> _Что требуется_: Верните дословно фрагмент текста упражнения, начиная со слов «Супруге очень хотелось» и продолжая вплоть до слов «русско-бурятского фольклерного ансамбля.».

Супруге очень хотелось там побывать. Мне - нет. Во-первых, не люблю шарахаться по городу ночью - да ещё и "при параде", да ещё и с дамой. Пусть даже и на такси. Ночью надо сидеть дома, читать правильные мудрые книги, пить коньяк. Ну, или, в крайнем случае, спать. А во-вторых, была уже в моей жизни одна незабываемая ночь в музее - и с тех пор, когда я слышу эти два слова рядом, то ничего хорошего мне на память не приходит. Поэтому я предпочёл уехать на дачу к тёще, и провести время с пользой для её (тёщиного) дачного участка и собственного организма, нежели тащиться на ночь глядя в мемориальную усадьбу декабриста князя Волконского, и слушать-смотреть выступление русско-бурятского фольклерного ансамбля.

 Мы чистили участок от прошлогодней травы, потом выгуливали себя и собак на берег залива Иркутского водохранилища, а вечером жгли сорную траву и сучья, пекли в костре картошку, жарили шашлыки, и я рассказывал супруге о том, как осенью 1994 года у меня уже была одна "ночь в музее".

 Итак...

 Октябрь 1994 года запомнился иркутянам (конечно же, далеко не всем!) тем, что в городском календаре всяческих культурных мероприятий появилось ещё одно событие - Фестиваль русской духовности и культуры "Сияние России". Это Валентин наш Григорьевич Распутин расстарался, традицию такую учредил: каждый год в октябре приезжают в Иркутск разные окололитературные деятели, которых наш "печальник Земли Русской" считает "выдающимися русскими писателями и деятелями культуры" - и начинается!... Нет, конечно же, среди тех, кого Распутин вербует для поездки в Иркутск, немало и достойных людей - тот же писатель Леонид Бородин (кстати, иркутянин), к которому я отношусь с огромным уважением, или поэт Юрий Кузнецов - но, в основном, едет сюда какая-то странная публика, которую и в столице-то, скорее всего, знают только в рамках здания правления Союза Писателей России. Впрочем, позволю себе немного отвлечься от темы музейных ночей, и чуть подробнее рассказать о том, что за люди, по мнению Валентина Григорьевича, должны были в Иркутск "русскую культуру" и прочую "духовность".

> _Исходный материал_:
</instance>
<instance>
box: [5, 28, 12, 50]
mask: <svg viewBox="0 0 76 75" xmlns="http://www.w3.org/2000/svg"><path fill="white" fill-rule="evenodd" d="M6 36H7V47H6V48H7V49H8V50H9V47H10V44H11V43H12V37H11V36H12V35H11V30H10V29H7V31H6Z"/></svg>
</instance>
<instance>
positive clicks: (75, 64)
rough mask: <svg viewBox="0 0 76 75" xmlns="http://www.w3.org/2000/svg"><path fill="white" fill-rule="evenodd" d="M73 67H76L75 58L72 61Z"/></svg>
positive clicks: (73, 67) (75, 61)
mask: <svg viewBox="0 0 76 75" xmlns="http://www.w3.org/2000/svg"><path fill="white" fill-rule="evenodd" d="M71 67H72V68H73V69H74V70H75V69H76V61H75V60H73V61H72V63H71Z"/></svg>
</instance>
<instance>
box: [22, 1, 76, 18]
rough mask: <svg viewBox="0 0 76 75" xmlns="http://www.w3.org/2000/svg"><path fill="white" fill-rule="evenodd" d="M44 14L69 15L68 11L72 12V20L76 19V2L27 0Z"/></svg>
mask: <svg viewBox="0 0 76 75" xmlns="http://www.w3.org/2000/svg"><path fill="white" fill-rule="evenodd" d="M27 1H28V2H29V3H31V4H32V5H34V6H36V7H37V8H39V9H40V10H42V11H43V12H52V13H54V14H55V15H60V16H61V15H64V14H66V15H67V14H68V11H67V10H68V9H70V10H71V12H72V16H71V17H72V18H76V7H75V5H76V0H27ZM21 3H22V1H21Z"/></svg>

* * *

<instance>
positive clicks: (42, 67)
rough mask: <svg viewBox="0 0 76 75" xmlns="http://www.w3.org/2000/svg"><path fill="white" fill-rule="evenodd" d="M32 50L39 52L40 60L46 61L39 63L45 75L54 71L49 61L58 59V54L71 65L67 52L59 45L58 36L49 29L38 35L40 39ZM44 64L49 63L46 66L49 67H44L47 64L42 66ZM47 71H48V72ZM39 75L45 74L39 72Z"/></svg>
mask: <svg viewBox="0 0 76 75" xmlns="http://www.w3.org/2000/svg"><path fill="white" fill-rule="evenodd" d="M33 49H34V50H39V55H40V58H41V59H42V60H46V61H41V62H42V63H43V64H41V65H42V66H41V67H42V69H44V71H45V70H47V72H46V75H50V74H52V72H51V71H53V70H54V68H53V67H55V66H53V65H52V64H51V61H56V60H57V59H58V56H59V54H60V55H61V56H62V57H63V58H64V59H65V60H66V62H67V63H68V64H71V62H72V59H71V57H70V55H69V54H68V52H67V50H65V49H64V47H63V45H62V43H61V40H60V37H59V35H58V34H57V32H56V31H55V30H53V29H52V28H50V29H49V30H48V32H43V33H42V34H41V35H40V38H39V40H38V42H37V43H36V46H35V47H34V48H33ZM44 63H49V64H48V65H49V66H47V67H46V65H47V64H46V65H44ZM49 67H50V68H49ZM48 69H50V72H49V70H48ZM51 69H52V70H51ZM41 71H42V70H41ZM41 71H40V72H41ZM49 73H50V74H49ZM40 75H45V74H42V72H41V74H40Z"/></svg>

> _Результат выполнения_:
Супруге очень хотелось там побывать. Мне - нет. Во-первых, не люблю шарахаться по городу ночью - да ещё и "при параде", да ещё и с дамой. Пусть даже и на такси. Ночью надо сидеть дома, читать правильные мудрые книги, пить коньяк. Ну, или, в крайнем случае, спать. А во-вторых, была уже в моей жизни одна незабываемая ночь в музее - и с тех пор, когда я слышу эти два слова рядом, то ничего хорошего мне на память не приходит. Поэтому я предпочёл уехать на дачу к тёще, и провести время с пользой для её (тёщиного) дачного участка и собственного организма, нежели тащиться на ночь глядя в мемориальную усадьбу декабриста князя Волконского, и слушать-смотреть выступление русско-бурятского фольклерного ансамбля.